**Your goal**
Write down each entry again, exactly as it reads.

· · · ·

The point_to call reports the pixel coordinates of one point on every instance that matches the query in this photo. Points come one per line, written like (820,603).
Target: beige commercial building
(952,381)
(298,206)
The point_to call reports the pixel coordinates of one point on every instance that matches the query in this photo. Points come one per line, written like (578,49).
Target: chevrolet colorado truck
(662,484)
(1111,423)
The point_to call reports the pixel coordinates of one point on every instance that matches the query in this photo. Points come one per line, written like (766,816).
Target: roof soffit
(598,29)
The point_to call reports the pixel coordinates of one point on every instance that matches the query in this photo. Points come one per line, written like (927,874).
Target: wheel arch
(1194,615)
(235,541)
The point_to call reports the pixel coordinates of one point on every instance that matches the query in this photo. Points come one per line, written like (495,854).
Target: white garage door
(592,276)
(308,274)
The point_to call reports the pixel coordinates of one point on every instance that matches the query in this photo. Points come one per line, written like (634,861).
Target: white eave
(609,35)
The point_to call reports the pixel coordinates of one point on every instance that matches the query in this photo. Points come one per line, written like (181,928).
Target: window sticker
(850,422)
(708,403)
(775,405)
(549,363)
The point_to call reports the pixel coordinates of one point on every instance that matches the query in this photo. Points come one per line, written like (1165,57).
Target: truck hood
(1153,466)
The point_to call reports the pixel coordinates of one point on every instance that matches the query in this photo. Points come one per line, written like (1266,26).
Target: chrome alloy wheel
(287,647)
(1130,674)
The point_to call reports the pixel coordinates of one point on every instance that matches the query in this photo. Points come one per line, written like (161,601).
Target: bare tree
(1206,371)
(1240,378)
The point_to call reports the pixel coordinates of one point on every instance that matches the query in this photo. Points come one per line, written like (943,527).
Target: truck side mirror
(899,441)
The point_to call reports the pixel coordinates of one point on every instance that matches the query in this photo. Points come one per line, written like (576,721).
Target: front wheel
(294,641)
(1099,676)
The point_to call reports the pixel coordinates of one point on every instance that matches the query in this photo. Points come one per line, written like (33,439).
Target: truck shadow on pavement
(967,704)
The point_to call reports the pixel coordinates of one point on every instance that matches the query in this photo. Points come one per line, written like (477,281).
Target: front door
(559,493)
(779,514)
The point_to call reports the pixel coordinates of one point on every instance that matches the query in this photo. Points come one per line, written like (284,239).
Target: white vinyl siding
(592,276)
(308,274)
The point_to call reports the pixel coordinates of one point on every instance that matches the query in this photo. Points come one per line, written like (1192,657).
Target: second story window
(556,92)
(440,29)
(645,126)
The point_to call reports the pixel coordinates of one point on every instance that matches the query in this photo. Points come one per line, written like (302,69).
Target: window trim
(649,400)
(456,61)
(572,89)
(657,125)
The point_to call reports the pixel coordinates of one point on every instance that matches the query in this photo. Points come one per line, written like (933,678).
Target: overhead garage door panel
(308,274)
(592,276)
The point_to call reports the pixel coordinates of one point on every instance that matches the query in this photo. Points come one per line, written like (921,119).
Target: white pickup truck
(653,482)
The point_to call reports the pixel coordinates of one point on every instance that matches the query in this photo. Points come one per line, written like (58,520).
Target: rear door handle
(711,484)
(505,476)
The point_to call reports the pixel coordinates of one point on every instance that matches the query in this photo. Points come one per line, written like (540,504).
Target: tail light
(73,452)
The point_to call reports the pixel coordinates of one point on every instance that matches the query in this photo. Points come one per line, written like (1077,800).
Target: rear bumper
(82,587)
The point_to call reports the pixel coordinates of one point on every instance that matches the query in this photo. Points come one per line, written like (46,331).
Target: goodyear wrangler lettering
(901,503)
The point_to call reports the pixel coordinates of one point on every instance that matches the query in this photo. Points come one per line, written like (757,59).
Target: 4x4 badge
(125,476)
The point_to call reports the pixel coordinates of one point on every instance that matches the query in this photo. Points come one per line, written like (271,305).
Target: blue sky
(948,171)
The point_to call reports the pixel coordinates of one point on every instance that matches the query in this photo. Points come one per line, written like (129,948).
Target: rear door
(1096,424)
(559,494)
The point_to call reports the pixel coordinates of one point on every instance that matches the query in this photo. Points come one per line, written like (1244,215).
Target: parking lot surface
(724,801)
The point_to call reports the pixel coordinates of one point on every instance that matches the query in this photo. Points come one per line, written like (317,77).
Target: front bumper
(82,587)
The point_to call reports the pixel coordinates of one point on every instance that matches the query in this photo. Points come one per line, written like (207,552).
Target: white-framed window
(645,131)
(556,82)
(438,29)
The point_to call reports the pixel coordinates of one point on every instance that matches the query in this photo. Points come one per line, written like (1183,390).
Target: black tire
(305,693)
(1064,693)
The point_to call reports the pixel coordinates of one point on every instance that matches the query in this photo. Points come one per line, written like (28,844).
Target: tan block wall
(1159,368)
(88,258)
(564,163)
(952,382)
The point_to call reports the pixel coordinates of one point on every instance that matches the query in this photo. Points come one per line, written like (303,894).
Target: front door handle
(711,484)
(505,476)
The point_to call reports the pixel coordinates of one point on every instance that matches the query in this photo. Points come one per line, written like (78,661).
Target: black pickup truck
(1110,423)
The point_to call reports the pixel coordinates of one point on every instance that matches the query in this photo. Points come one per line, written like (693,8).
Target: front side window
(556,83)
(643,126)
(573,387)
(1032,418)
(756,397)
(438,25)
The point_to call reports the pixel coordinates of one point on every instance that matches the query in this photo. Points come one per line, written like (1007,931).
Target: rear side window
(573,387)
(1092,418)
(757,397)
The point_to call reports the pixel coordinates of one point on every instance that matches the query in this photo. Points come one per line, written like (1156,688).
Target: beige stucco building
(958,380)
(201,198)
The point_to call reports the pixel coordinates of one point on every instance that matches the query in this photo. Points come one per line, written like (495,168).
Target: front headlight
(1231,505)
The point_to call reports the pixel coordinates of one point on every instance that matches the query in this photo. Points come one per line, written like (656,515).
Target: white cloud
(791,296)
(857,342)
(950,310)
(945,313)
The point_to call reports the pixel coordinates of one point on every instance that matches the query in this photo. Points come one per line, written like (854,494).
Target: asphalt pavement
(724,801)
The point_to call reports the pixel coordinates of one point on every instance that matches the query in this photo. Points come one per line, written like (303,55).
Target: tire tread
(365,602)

· · · ·

**Task output**
The point_to call reports the pixel coordinates of one point on every instance that matches the query in this photo. Points come one per line, written like (820,603).
Target: beige commercial building
(952,381)
(298,206)
The point_to call reports the pixel coordinates of one point on every instance that matches the query in this photo. Points come one per line, written like (578,49).
Target: chevrolet colorado truck
(662,484)
(1111,423)
The point_to call reports the pixel coordinates of one point on every instance that matches the query in this photo. Points come one per line, written like (766,816).
Target: roof soffit
(598,29)
The point_to call reports the pixel coordinates of one point on every instance that matches the query in this photo. Points come one per line, written like (927,874).
Target: wheel arch
(1194,615)
(235,541)
The point_to call reports the pixel coordinates of one point on every instance that matches the query in this photo. Points come one per line, written like (495,854).
Target: white garage door
(592,276)
(308,274)
The point_to call reports the pixel coordinates of one point on every instance that matches the query in this photo. Points come one per line, written like (634,861).
Target: white eave
(609,35)
The point_to call reports the pixel coordinates of one point on every instance that matches the query in this photo. Points come one per line, written like (181,928).
Target: window sticker
(850,422)
(708,403)
(775,405)
(549,363)
The point_to call reports the pixel coordinates of one point on every instance that matches the query in this photo. Points come one per line, written like (1165,57).
Target: truck hood
(1153,466)
The point_to call reports the pixel coordinates of one point on every instance that matches the query in this photo. Points come one per line, written like (1266,26).
Target: chrome alloy wheel
(287,647)
(1130,674)
The point_to call reports the pixel coordinates of one point on every instance that matches the query in this photo. Points come one per line, written like (161,601).
Target: bare tree
(1206,371)
(1240,378)
The point_to call reports the pixel coordinates of one point on every instance that matches the query in this photo. Points come one per line, written like (943,527).
Target: truck side mirror
(899,441)
The point_to call reports the pixel coordinates of one point on every instance that matches the query in this photo. Points come one per line, written like (576,721).
Target: front wheel
(294,641)
(1099,676)
The point_to call reports the pixel coordinates of one point on every instance that matches the query in this photo. Points come one per line, written like (33,439).
Target: truck shadow on pavement
(967,704)
The point_to call reports the pixel coordinates of one point on every instance that matches the query in this photo. Points come one per line, written like (477,281).
Target: front door
(559,493)
(779,514)
The point_to call reports the pixel coordinates of one point on every instance that matches the query in this photo. Points come one per line, written like (284,239).
Target: white vinyl siding
(592,276)
(308,274)
The point_to call reports the pixel coordinates of one point on every instance that matches the query in this photo. Points come one per line, written like (1192,657).
Target: second story window
(556,92)
(440,29)
(645,126)
The point_to call reports the pixel coordinates of one point on every instance that matches the query in this photo. Points come one per line, written like (302,69).
Target: window trim
(649,400)
(456,61)
(572,89)
(657,125)
The point_to call reports the pixel coordinates of one point on every instance that matches the query in this photo. Points come one per line, written like (933,678).
Target: overhead garage door panel
(308,274)
(592,276)
The point_to call reports the pixel coordinates of one point on every instance that matches the query in this photo. Points come one per line, written like (921,119).
Target: white pickup truck
(653,482)
The point_to call reports the pixel coordinates of one point on every instance that matches the query in this photo. Points come one per line, written like (58,520).
Target: rear door handle
(711,484)
(505,476)
The point_to call reports the pixel coordinates of one point on every instance that matches the query in this photo. Points come one per line, written like (540,504).
Target: tail light
(73,452)
The point_to call reports the pixel coordinates of one point on every instance that matches the query in this photo. Points come one per line, written like (1077,800).
Target: rear bumper
(82,587)
The point_to call reports the pixel coordinates of one point on every instance that matches the query in this photo. Points come one per line, written like (46,331).
Target: goodyear wrangler lettering
(901,503)
The point_to call reports the pixel coordinates of one point on every instance that matches the query in this photo. Points come one per line, written like (757,59).
Target: 4x4 badge
(125,476)
The point_to call reports the pixel coordinates of one point on every instance that matches the query in this photo. Points come one per line, written like (271,305).
Target: blue sky
(948,171)
The point_to call reports the pixel coordinates of one point on every instance that matches the query in this photo. Points come one per line, written like (129,948).
Target: rear door
(1096,424)
(559,494)
The point_to call reports the pixel coordinates of one point on every instance that matches the query in this photo. Points come one per line, written like (1244,215).
Target: parking lot surface
(724,801)
The point_to call reports the pixel coordinates of one point on every instance that matches the query in this photo. Points come one per line, written like (317,77).
Target: front bumper
(82,587)
The point_to call reports the pixel coordinates of one point on every instance that matches the query in this photo. Points come one per line, written like (207,552).
Target: white-framed window
(645,131)
(556,82)
(438,29)
The point_to call reports the pixel coordinates of one point on every instance that matches the query in this photo. Points come one per line, written like (1183,390).
Target: black tire
(305,693)
(1064,693)
The point_to call reports the pixel coordinates of one point on every instance that matches the query in this photo. Points come one per line, written like (28,844).
Target: tan block wall
(1159,368)
(88,258)
(564,163)
(952,382)
The point_to call reports the pixel coordinates of one point on every instance that matches the query in this photo. Points come one per line, written like (303,894).
Target: front door handle
(711,484)
(505,476)
The point_to call reports the pixel coordinates of one point on every instance that matches the query in this photo. Points come one per line, written like (78,661).
Target: black pickup truck
(1110,423)
The point_to call reports the pixel coordinates of one point on every instance that matches the query in this photo. Points come one per line, written like (693,8).
Target: front side window
(556,83)
(643,126)
(573,387)
(1032,418)
(756,397)
(438,25)
The point_to call reports the pixel coordinates of one point on every instance that matches the query in this photo. Points come one per line, written like (1007,931).
Target: rear side window
(573,387)
(1092,418)
(757,397)
The point_to call reports the pixel coordinates of one point on every instance that matches the query in this photo. Points come one per line, written like (1156,688).
Target: beige stucco building
(958,380)
(201,198)
The point_to call reports the pixel coordinates of one point on every instance that matches the query in this photo. Points come one per line, written like (495,168).
Target: front headlight
(1231,505)
The point_to call reports the pixel coordinates of one point on every instance that matches the query in this photo. Points come one per line, written like (656,515).
Target: white cloud
(791,296)
(857,342)
(950,310)
(945,313)
The point_to call reports the pixel coordinates of one point on every instance that matches the query in this photo. Points come one per line, written like (854,494).
Target: asphalt pavement
(724,801)
The point_to call reports the pixel coordinates of one point on every instance that matches the query in this photo. Points come one per line, written like (303,55).
Target: tire tread
(365,602)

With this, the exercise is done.